**Information given**
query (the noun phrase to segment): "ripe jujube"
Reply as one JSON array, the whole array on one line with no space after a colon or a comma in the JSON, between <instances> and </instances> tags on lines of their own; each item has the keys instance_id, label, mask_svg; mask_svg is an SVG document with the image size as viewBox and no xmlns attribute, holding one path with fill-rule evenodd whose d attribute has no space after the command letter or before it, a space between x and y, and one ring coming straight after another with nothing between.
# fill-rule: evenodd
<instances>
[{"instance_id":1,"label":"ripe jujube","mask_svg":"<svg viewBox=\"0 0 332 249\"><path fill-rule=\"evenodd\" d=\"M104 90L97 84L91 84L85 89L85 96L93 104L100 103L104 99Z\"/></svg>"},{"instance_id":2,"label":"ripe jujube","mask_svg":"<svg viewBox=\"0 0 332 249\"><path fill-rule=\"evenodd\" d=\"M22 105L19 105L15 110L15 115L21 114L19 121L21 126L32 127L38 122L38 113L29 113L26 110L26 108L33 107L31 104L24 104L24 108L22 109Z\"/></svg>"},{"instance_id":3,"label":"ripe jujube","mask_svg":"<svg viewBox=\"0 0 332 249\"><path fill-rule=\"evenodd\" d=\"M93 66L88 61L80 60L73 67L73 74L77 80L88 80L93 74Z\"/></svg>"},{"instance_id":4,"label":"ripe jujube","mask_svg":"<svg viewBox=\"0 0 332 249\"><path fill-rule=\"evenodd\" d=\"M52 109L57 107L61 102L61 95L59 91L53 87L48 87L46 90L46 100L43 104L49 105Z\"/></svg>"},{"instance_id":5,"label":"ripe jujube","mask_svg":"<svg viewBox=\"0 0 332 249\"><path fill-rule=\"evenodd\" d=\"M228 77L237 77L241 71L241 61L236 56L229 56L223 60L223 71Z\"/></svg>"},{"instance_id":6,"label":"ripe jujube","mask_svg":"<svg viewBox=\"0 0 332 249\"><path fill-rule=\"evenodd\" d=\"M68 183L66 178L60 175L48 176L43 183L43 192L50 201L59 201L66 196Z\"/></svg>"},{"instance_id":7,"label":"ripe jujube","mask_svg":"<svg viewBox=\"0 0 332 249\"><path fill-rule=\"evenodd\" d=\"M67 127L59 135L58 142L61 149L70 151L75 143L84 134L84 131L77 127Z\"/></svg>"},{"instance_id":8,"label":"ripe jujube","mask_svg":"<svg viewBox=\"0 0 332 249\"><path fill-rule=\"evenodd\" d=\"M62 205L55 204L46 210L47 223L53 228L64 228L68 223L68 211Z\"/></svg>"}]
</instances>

**Exercise**
Please express the records above as a two-column CSV with the headers input and output, one row per record: the record's text under input and its answer under output. Put each field in double quotes and replace its line breaks with spaces.

**The response**
input,output
"query (the noun phrase to segment): ""ripe jujube"" Reply as one JSON array, the whole array on one line with no space after a colon or a comma in the JSON, between <instances> and </instances> tags on lines of their own; each item has the keys instance_id, label, mask_svg; mask_svg is an SVG document with the image size as viewBox and no xmlns attribute, holding one path with fill-rule evenodd whose d attribute has no space after the command letter or before it, a space between x and y, and one ring coming straight after another with nothing between. # fill-rule: evenodd","<instances> [{""instance_id"":1,""label"":""ripe jujube"",""mask_svg"":""<svg viewBox=\""0 0 332 249\""><path fill-rule=\""evenodd\"" d=\""M104 90L97 84L91 84L85 89L85 96L93 104L100 103L104 99Z\""/></svg>""},{""instance_id"":2,""label"":""ripe jujube"",""mask_svg"":""<svg viewBox=\""0 0 332 249\""><path fill-rule=\""evenodd\"" d=\""M22 105L19 105L15 110L15 115L21 114L19 121L21 126L32 127L38 122L38 113L29 113L26 110L26 108L33 107L31 104L24 104L24 108L22 109Z\""/></svg>""},{""instance_id"":3,""label"":""ripe jujube"",""mask_svg"":""<svg viewBox=\""0 0 332 249\""><path fill-rule=\""evenodd\"" d=\""M93 66L88 61L80 60L73 67L73 74L77 80L88 80L93 74Z\""/></svg>""},{""instance_id"":4,""label"":""ripe jujube"",""mask_svg"":""<svg viewBox=\""0 0 332 249\""><path fill-rule=\""evenodd\"" d=\""M52 109L57 107L61 102L61 95L59 91L53 87L48 87L46 90L46 100L43 104L49 105Z\""/></svg>""},{""instance_id"":5,""label"":""ripe jujube"",""mask_svg"":""<svg viewBox=\""0 0 332 249\""><path fill-rule=\""evenodd\"" d=\""M228 77L237 77L241 71L241 61L236 56L229 56L223 60L223 71Z\""/></svg>""},{""instance_id"":6,""label"":""ripe jujube"",""mask_svg"":""<svg viewBox=\""0 0 332 249\""><path fill-rule=\""evenodd\"" d=\""M68 183L66 178L60 175L48 176L43 183L43 192L50 201L59 201L66 196Z\""/></svg>""},{""instance_id"":7,""label"":""ripe jujube"",""mask_svg"":""<svg viewBox=\""0 0 332 249\""><path fill-rule=\""evenodd\"" d=\""M67 127L59 135L58 142L61 149L70 151L75 143L84 134L84 131L77 127Z\""/></svg>""},{""instance_id"":8,""label"":""ripe jujube"",""mask_svg"":""<svg viewBox=\""0 0 332 249\""><path fill-rule=\""evenodd\"" d=\""M62 205L55 204L46 210L47 223L53 228L64 228L68 223L68 211Z\""/></svg>""}] </instances>"